**ENTRIES PROVIDED:**
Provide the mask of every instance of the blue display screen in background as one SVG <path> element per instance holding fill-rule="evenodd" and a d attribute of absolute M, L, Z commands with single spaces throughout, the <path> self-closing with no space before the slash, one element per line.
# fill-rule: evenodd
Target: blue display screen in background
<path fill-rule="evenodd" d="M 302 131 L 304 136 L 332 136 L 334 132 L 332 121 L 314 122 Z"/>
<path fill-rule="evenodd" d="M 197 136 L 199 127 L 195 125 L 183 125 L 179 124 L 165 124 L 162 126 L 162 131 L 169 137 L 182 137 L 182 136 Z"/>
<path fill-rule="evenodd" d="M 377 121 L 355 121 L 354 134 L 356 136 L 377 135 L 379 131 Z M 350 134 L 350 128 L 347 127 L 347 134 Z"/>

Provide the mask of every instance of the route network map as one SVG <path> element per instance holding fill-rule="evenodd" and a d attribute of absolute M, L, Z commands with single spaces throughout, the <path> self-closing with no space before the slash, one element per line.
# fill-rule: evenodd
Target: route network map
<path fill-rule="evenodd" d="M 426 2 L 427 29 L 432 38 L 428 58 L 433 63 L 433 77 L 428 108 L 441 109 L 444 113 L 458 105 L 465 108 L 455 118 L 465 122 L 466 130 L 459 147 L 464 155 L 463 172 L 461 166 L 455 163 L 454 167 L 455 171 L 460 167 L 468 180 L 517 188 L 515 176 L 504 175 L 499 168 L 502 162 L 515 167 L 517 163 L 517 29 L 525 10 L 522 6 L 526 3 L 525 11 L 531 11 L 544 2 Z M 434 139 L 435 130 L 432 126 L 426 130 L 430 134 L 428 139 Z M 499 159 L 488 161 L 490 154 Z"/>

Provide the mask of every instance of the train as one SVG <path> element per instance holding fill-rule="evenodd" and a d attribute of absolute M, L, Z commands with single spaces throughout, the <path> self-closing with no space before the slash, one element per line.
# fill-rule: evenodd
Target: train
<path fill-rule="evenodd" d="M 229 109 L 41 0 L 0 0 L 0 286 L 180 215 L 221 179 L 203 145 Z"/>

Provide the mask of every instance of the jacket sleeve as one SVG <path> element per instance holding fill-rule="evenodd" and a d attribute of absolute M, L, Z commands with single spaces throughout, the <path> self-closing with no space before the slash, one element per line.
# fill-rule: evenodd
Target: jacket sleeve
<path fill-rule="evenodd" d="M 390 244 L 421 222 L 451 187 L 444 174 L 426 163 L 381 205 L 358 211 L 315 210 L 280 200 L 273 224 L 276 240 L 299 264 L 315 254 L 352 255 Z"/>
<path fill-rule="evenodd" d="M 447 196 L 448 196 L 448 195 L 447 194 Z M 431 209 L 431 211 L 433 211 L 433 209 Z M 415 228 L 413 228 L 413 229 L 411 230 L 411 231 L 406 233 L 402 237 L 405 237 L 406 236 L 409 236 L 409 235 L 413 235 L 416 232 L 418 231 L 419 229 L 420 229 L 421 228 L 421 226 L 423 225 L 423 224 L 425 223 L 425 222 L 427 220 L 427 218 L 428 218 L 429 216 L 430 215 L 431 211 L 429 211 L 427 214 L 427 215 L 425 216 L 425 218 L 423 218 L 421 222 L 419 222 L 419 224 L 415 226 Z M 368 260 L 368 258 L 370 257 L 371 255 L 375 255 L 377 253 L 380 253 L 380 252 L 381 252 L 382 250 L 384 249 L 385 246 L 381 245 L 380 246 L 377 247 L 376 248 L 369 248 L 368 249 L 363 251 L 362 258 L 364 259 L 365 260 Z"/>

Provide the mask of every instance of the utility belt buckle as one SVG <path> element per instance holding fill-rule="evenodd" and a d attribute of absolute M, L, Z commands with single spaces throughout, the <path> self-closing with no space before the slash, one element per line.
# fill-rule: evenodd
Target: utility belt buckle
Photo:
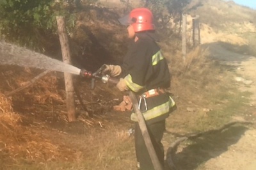
<path fill-rule="evenodd" d="M 138 106 L 138 109 L 141 112 L 146 112 L 148 110 L 148 106 L 147 105 L 147 101 L 146 101 L 146 97 L 147 95 L 145 94 L 143 94 L 140 96 L 140 100 L 139 100 L 139 105 Z M 141 102 L 144 103 L 144 106 L 145 106 L 145 109 L 141 110 Z"/>

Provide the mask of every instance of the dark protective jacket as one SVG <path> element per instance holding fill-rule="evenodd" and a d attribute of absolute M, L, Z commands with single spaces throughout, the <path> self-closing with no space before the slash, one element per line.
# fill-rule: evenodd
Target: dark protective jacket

**DIRECTIONS FOR THIS TASK:** Reproduce the lines above verbatim, starting at the line that contains "Provide the mask of every instance of the route" and ending at the line that contains "426 2 L 427", both included.

**ANSWER TO THIS TASK:**
Provide the mask of every instance of the route network map as one SVG <path> element per instance holding fill-rule="evenodd" and a d attribute of absolute M, L, Z commands with single spaces throughout, the <path> self-closing with no space before the slash, one element per line.
# fill-rule: evenodd
Target: route network map
<path fill-rule="evenodd" d="M 426 2 L 427 29 L 432 38 L 428 58 L 433 63 L 433 77 L 428 108 L 441 109 L 444 113 L 458 105 L 465 108 L 455 118 L 465 122 L 466 130 L 459 147 L 464 155 L 463 172 L 461 166 L 455 163 L 454 167 L 455 171 L 460 167 L 468 180 L 517 188 L 515 176 L 504 175 L 499 168 L 502 162 L 515 167 L 517 163 L 517 29 L 525 10 L 522 6 L 526 3 L 525 11 L 531 11 L 544 2 Z M 434 139 L 435 130 L 432 126 L 426 130 L 430 134 L 428 139 Z M 499 159 L 488 161 L 490 154 Z"/>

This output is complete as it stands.